- RECORDS TO PROCESS
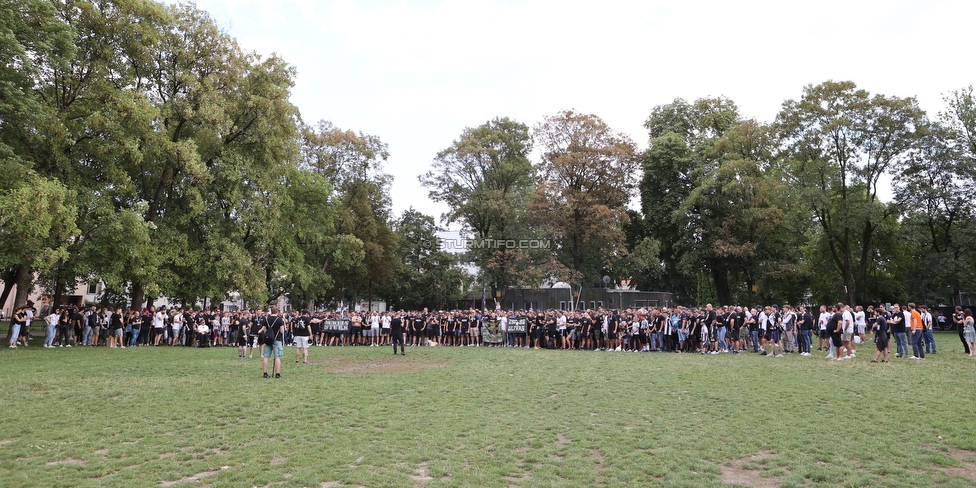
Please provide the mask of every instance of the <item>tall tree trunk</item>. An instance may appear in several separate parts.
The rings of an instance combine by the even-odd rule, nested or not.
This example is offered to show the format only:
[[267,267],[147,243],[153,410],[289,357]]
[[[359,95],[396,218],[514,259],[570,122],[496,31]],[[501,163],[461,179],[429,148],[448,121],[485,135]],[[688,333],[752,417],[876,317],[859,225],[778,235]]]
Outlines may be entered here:
[[142,283],[132,283],[132,308],[142,310],[146,303],[146,288]]
[[[7,298],[10,297],[10,292],[13,291],[14,285],[16,284],[17,267],[13,266],[10,269],[5,270],[3,273],[3,291],[0,292],[0,307],[7,304]],[[11,310],[11,312],[13,312],[13,310]]]
[[32,286],[34,277],[31,276],[30,266],[18,264],[15,280],[17,283],[17,295],[14,298],[14,307],[19,307],[27,304],[27,298],[30,297],[31,289],[34,288]]
[[712,280],[715,282],[715,294],[718,296],[718,303],[715,305],[730,305],[732,303],[732,292],[729,290],[729,272],[715,263],[709,266],[712,269]]
[[[6,302],[7,296],[10,294],[10,290],[6,285],[6,276],[4,277],[4,300],[0,304]],[[13,271],[13,283],[17,285],[17,294],[14,298],[14,309],[27,303],[27,297],[30,296],[31,290],[31,275],[30,268],[26,264],[18,264],[16,269]],[[11,319],[13,318],[13,310],[11,312]],[[13,327],[7,327],[7,337],[5,338],[7,343],[10,342],[10,332]]]
[[753,291],[753,289],[752,289],[752,287],[754,287],[754,286],[756,286],[756,285],[753,283],[752,278],[749,278],[746,281],[746,290],[749,293],[749,306],[750,307],[756,304],[756,292]]
[[61,270],[54,273],[54,296],[51,297],[51,309],[56,310],[61,305],[61,297],[64,295],[64,283],[61,281]]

- TASK GOAL
Once the line containing "[[267,267],[147,243],[153,410],[289,357]]" is found, output it and each line after it through the end of the listing above, exactly, with nothing else.

- OUTPUT BELOW
[[267,267],[147,243],[153,410],[289,357]]
[[[359,95],[396,218],[514,259],[570,122],[496,31]],[[501,163],[461,179],[429,148],[448,121],[485,135]],[[688,333],[752,417],[876,317],[859,225],[778,235]]]
Outlines may be entered here:
[[142,283],[132,283],[132,308],[142,310],[146,303],[146,288]]
[[[7,298],[10,297],[10,292],[13,291],[14,285],[16,284],[17,267],[13,266],[10,269],[5,270],[3,273],[3,291],[0,292],[0,307],[7,304]],[[11,310],[11,312],[13,312],[13,310]]]
[[32,286],[34,277],[31,276],[30,266],[18,264],[15,280],[17,283],[17,295],[14,298],[14,307],[19,307],[27,304],[27,298],[30,297],[31,289],[34,288]]
[[712,280],[715,282],[715,294],[718,296],[718,303],[715,305],[730,305],[732,303],[732,292],[729,290],[729,272],[715,263],[709,266],[712,269]]
[[[6,302],[7,296],[10,294],[10,290],[6,285],[6,276],[4,277],[4,300],[0,304]],[[13,271],[13,283],[17,285],[17,294],[14,298],[14,309],[27,303],[27,297],[30,296],[31,290],[31,275],[30,268],[26,264],[18,264],[16,269]],[[11,319],[13,318],[13,310],[11,312]],[[13,327],[7,327],[7,337],[5,338],[7,343],[10,342],[10,332]]]
[[753,291],[753,289],[752,289],[752,287],[754,287],[754,286],[756,286],[756,285],[753,283],[752,278],[749,278],[746,281],[746,290],[749,293],[749,306],[750,307],[756,304],[756,292]]
[[61,270],[54,273],[54,296],[51,297],[51,309],[56,310],[61,305],[61,297],[64,295],[64,283],[61,281]]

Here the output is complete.